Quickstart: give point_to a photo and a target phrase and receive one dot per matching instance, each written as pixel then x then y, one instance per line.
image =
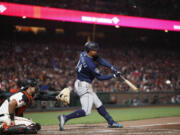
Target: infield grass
pixel 119 114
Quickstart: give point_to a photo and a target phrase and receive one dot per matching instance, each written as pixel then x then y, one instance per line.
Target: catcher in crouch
pixel 11 110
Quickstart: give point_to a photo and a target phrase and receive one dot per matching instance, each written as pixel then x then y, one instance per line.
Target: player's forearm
pixel 104 77
pixel 104 62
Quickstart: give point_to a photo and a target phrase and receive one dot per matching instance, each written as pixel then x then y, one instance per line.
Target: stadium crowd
pixel 53 64
pixel 162 9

● ● ● ● ● ● ●

▸ TASK TO COMPLETE: Your job is to copy every entry exactly. Omit the pictures.

▸ SOLUTION TO THIS TASK:
Quickstart: give point_to a photo and a target phrase and receive one dot per matching instance, each written as pixel then x then y, one instance per line.
image =
Target: infield grass
pixel 119 114
Quickstart: give point_to a photo and a target phrase and receive one dot per matching instance, each written as pixel then x then y, one instance per line.
Target: catcher in crouch
pixel 11 110
Quickstart: give point_to a photo and a target phrase and receive one dot per matching instance, each written as pixel then x then y, one instance per line.
Target: player's forearm
pixel 104 77
pixel 104 62
Quickstart: give point_to a photo and a target phrase and receive one dot per matching instance, each written as pixel then x then y, one instance per line.
Target: stadium crowd
pixel 53 64
pixel 162 9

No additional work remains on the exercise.